*** EXCERPT TO READ Section Begins ***

The dsrrec()
function computes directly standardized rates for recurrent and non-recurrent outcomes.
For recurrent outcomes, confidence intervals are computed using the negative binomial approach to variance estimation for directly standardized rates by Stukel et al. (1994).
For non-recurrent outcomes, the gamma distribution approach outlined in Fay et al. (1997) is used.
The dsrrec()
function expects person-level event counts and unit-times. On each person-level record, the following variables should be present:
Note: For the standard or reference population, the data must be aggregated by the standardization variables and the unit-time variable name must labeled pop. See example below.
The readmission
dataset from frailtypack
contains rehospitalization times (in days) following surgery in patients diagnosed with colorectal cancer. We will use this data to examine directly (sex) standardized rates for rehospitalizations by Dukes’ tumoral stage, a subgroup variable.
Since the data are in a person-period format, we’ll have to calculate the total number of events and total observation time for each person. This will result in a single record per person that summarizes the relevant information.
#Calculate total events and total observation times per person
treadm <- readmission %>%
group_by(id) %>%
filter(max(enum)==enum ) %>%
mutate(events=enum-1,time=t.stop) %>%
select(id, events, time, sex, dukes)
#View first 6 records
knitr::kable(head(treadm), caption='Person-level Dataset')

*** EXCERPT TO READ Section Ends ***
*** INPUT DATA Section Begins ***

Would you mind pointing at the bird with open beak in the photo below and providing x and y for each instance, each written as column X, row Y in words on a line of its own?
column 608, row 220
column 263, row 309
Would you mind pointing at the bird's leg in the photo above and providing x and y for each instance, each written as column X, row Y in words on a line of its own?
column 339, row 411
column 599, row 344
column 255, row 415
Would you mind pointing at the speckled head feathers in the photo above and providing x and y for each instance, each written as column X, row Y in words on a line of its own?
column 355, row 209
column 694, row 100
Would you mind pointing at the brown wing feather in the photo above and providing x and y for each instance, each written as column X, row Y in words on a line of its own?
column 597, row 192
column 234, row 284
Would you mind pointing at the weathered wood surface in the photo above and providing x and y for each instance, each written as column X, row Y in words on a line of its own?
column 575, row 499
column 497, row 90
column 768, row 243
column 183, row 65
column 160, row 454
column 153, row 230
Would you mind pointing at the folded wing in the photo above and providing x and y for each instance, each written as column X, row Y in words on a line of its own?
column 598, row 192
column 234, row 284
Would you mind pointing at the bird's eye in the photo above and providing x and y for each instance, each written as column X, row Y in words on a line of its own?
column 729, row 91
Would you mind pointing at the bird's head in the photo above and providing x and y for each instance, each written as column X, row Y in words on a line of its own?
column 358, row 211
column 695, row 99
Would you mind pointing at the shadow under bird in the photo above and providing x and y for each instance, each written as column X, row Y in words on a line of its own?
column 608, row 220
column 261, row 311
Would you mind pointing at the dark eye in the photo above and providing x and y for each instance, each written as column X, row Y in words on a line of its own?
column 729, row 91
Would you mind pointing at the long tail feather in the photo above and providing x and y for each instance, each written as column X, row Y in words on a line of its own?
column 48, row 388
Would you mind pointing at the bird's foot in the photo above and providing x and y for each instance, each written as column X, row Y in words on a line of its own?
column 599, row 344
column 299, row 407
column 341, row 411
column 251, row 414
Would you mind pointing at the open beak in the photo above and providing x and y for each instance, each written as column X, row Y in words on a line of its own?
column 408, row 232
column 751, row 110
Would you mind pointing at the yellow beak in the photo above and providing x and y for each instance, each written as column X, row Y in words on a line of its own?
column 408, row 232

*** INPUT DATA Section Ends ***

◆ **TASKS AND EXERCISES**:
- A) Do the following statements agree with the text on directly standardized rates? (i) Non-recurrent outcomes get their confidence intervals from the negative binomial approach. (ii) The readmission dataset gives rehospitalization times in days. (iii) Dukes' tumoral stage serves as the subgroup variable. For each, answer yes or no and quote the deciding words from the text.
- B) Reproduce the passage from the text on directly standardized rates that begins at the words "For non-recurrent outcomes, the" and stops after the words "a subgroup variable.".

◆ **RESPONSES**:
- A)
(i) No: "For non-recurrent outcomes, the gamma distribution approach outlined in Fay et al. (1997) is used."
(ii) Yes: "contains rehospitalization times (in days) following surgery"
(iii) Yes: "by Dukes’ tumoral stage, a subgroup variable."

- B)
For non-recurrent outcomes, the gamma distribution approach outlined in Fay et al. (1997) is used.
The dsrrec()
function expects person-level event counts and unit-times. On each person-level record, the following variables should be present:
Note: For the standard or reference population, the data must be aggregated by the standardization variables and the unit-time variable name must labeled pop. See example below.
The readmission
dataset from frailtypack
contains rehospitalization times (in days) following surgery in patients diagnosed with colorectal cancer. We will use this data to examine directly (sex) standardized rates for rehospitalizations by Dukes’ tumoral stage, a subgroup variable.